TASK DESCRIPTION: Copy the Athena workgroup text from "For an even" up to and including "simpler first step.", replacing "analysts" with "data scientists" throughout.
## START TEXT SEGMENT
Screenshot of the Amazon Athena web console highlighting the Workgroups page—“Create workgroup” button framed in orange and two groups listed beneath.
Athena Workgroups console: split your ‘read’ and ‘write’ workgroups here.

Alternative – 

For an even stronger isolation, some organizations create a dedicated AWS account for analysts and a different account for data engineering jobs. Athena’s cost is then isolated by account. Cross-account S3 access can let the analysts query the data without being impacted by the ETL account’s Athena usage at all. This is a heavier setup (requires managing two accounts and permissions), so using two workgroups is the simpler first step.

Takeaway – No more BI users queued behind nightly batch loads. Isolating workloads ensures a rogue ETL job can’t throttle your interactive queries (and vice-versa).

5. Auto-delete (or archive) old result sets

This might sound familiar from the BI section: ad-hoc queries also produce result files, and often even more chaotically. An analyst might run hundreds of throwaway queries in a day, generating hundreds of small S3 files. Over time, without cleanup, you accumulate potentially millions of objects consuming space and incurring request costs.
## END TEXT SEGMENT
## START SUPPLIED MATERIAL
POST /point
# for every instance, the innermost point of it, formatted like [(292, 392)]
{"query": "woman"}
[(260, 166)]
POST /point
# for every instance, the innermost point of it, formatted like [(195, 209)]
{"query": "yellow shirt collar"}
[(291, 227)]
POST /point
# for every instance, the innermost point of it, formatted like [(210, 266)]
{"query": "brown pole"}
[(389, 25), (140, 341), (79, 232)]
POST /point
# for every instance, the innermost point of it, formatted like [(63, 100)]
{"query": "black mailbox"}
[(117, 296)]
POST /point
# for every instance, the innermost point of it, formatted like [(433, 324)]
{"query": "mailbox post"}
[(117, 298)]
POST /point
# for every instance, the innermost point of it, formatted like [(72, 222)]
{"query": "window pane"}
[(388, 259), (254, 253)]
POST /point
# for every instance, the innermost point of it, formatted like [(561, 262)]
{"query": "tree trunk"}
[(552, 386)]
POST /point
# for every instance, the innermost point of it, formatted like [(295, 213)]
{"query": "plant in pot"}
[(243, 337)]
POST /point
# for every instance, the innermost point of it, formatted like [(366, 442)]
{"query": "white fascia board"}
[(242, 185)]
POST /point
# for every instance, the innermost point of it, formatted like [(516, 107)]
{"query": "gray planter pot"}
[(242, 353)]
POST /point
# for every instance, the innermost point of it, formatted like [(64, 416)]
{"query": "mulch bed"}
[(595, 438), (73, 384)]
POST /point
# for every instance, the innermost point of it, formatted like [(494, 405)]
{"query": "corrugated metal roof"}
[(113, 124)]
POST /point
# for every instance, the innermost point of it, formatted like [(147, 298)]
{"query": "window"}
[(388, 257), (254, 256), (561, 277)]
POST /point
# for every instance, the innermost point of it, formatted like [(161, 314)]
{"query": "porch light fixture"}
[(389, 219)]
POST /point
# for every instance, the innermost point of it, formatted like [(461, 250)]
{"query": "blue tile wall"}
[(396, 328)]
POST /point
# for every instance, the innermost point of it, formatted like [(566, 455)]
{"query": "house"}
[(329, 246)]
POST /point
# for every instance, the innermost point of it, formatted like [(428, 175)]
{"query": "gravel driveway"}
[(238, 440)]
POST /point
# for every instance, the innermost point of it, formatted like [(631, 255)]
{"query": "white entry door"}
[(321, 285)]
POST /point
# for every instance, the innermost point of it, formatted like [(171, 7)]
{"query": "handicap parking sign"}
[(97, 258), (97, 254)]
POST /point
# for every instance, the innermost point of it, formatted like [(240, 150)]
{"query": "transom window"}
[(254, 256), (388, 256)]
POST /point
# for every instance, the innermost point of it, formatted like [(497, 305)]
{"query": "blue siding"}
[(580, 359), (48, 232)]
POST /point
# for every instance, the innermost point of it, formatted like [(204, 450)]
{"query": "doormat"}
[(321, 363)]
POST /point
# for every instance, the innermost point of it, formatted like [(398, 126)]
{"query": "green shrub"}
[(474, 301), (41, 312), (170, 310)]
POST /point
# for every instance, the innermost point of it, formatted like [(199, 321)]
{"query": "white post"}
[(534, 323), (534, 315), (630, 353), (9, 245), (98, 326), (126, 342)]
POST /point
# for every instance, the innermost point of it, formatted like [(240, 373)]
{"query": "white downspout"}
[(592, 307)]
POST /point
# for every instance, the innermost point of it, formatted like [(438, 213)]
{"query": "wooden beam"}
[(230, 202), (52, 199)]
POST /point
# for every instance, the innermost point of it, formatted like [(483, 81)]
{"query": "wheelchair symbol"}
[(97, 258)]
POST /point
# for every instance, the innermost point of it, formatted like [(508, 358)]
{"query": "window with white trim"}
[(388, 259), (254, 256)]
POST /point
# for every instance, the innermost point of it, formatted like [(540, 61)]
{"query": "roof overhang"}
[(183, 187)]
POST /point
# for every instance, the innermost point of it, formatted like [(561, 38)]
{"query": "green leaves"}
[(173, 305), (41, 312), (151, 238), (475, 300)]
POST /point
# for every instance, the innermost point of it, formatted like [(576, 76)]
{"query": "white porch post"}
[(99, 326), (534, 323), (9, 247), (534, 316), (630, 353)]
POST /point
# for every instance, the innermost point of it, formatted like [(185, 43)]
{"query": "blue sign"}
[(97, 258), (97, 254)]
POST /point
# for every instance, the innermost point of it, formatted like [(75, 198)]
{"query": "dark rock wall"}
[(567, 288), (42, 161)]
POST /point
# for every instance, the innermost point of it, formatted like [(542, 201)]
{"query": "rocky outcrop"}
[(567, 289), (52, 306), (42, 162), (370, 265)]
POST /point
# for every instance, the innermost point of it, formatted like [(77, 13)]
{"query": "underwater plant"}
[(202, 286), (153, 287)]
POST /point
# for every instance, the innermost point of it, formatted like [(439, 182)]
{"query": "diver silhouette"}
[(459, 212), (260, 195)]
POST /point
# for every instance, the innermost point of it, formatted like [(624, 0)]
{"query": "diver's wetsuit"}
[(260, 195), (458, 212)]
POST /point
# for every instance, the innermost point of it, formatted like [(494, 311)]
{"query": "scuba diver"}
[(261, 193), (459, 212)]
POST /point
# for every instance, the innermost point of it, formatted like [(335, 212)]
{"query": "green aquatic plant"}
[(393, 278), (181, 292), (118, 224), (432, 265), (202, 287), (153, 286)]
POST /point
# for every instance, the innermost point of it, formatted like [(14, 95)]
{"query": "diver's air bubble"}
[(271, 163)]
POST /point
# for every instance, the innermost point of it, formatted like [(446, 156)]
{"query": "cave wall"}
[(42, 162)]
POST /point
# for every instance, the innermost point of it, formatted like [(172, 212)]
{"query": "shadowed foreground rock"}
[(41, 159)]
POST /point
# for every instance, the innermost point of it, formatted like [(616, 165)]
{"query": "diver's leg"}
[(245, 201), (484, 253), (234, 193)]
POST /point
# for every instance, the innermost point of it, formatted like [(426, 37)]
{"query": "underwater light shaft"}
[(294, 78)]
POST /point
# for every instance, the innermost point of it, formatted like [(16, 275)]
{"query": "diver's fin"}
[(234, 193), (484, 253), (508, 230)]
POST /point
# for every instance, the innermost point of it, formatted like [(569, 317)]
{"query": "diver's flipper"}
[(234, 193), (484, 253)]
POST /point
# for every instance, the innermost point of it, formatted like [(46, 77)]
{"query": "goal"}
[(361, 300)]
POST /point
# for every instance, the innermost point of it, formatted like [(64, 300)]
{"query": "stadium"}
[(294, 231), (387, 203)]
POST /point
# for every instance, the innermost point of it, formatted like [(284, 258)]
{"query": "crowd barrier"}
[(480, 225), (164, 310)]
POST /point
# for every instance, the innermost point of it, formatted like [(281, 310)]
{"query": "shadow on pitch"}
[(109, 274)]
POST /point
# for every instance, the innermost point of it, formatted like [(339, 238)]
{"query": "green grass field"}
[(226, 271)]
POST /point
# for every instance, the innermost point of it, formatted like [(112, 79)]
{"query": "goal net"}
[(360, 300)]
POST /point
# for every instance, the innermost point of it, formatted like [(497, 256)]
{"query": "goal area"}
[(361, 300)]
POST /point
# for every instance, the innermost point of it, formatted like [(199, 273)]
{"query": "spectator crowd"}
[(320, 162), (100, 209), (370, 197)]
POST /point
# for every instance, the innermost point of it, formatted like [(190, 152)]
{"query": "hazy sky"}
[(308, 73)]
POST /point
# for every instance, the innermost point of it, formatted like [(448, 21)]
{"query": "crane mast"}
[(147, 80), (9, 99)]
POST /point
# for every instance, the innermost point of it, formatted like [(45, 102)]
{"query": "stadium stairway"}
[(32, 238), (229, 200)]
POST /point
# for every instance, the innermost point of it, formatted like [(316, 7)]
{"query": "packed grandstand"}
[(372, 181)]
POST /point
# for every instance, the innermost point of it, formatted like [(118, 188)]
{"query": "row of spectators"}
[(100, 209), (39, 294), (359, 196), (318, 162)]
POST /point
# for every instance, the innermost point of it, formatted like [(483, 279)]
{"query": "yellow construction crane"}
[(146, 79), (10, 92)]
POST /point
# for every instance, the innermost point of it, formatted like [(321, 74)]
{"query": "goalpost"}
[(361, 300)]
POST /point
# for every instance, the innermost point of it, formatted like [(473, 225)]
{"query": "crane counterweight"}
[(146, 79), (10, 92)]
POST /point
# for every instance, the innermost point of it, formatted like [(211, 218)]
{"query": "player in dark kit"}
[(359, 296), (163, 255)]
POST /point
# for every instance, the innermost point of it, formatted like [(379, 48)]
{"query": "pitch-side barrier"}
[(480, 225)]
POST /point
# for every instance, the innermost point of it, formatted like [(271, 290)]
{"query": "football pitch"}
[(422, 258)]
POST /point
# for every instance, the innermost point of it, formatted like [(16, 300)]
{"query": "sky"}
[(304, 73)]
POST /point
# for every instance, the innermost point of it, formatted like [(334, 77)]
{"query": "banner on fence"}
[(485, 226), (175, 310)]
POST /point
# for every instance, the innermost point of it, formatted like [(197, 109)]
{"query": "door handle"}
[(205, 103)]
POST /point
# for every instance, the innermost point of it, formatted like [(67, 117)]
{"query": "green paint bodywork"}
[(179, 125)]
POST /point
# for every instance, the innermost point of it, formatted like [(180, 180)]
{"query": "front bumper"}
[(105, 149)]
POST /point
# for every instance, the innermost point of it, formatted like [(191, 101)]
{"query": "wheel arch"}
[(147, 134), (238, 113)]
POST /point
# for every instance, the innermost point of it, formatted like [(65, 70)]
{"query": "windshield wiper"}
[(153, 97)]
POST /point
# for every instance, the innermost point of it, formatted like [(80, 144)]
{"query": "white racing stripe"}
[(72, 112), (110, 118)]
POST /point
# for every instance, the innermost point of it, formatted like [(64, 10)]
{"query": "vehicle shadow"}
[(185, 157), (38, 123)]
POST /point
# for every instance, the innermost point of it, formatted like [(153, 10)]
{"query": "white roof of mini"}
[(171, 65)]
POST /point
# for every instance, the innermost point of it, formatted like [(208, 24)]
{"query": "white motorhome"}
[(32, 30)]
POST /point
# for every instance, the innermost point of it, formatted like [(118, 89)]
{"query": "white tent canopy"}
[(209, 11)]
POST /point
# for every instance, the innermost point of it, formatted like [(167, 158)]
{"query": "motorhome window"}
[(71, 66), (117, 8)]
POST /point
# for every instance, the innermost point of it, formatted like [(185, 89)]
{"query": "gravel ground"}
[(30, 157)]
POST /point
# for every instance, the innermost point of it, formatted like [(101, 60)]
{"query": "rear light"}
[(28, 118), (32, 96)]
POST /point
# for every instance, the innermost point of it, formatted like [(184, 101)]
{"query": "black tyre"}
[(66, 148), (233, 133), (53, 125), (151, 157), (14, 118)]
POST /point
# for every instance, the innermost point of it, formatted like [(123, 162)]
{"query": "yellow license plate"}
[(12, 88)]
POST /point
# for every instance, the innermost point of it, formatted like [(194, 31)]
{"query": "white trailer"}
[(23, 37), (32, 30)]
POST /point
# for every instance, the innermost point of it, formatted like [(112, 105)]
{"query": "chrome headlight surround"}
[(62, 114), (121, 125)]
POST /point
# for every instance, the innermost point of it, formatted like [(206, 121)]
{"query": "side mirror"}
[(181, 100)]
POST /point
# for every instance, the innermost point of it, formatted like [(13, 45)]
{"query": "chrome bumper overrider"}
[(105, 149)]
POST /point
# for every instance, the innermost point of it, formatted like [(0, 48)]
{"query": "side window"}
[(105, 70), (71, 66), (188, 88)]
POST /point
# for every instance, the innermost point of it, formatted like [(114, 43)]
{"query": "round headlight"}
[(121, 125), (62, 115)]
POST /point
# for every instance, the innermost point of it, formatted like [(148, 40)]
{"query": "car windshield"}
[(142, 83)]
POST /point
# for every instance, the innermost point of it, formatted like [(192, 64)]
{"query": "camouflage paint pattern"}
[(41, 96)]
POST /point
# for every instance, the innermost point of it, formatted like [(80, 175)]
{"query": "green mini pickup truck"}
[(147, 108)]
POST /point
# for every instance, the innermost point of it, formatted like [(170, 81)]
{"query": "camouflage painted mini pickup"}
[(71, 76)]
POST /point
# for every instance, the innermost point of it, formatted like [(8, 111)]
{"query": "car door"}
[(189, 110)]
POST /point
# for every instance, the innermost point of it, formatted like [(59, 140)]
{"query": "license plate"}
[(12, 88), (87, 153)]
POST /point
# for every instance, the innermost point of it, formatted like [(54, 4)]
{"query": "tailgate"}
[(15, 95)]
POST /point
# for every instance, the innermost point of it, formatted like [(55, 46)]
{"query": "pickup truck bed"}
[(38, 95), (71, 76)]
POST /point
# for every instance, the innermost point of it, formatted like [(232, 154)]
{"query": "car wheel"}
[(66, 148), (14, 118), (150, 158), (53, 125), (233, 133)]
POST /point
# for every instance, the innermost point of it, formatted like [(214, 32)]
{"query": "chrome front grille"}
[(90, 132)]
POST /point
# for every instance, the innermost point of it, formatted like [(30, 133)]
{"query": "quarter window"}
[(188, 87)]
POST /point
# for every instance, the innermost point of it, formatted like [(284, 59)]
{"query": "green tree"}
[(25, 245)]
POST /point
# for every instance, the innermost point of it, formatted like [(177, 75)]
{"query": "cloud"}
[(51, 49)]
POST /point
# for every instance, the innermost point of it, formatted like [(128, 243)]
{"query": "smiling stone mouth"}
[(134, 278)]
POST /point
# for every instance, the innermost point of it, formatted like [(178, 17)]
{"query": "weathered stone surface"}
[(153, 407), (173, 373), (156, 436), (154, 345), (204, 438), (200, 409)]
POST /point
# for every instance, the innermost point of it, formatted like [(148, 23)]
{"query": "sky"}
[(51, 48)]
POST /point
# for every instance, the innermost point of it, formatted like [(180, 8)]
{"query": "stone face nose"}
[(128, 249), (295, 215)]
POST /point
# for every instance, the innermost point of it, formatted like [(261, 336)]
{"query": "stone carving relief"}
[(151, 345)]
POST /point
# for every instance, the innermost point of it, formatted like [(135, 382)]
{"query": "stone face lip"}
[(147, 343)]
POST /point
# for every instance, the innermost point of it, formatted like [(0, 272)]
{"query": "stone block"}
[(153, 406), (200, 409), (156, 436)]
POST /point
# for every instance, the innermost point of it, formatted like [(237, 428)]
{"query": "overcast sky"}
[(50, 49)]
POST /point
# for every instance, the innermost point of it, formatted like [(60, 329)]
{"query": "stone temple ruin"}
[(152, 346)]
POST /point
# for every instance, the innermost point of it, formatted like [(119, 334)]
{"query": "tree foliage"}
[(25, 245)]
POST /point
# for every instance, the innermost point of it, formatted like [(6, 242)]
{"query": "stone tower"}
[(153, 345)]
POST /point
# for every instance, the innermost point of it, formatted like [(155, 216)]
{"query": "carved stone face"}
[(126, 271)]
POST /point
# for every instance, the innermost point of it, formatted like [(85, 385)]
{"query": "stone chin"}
## END SUPPLIED MATERIAL
TASK RESPONSE:
For an even stronger isolation, some organizations create a dedicated AWS account for data scientists and a different account for data engineering jobs. Athena’s cost is then isolated by account. Cross-account S3 access can let the data scientists query the data without being impacted by the ETL account’s Athena usage at all. This is a heavier setup (requires managing two accounts and permissions), so using two workgroups is the simpler first step.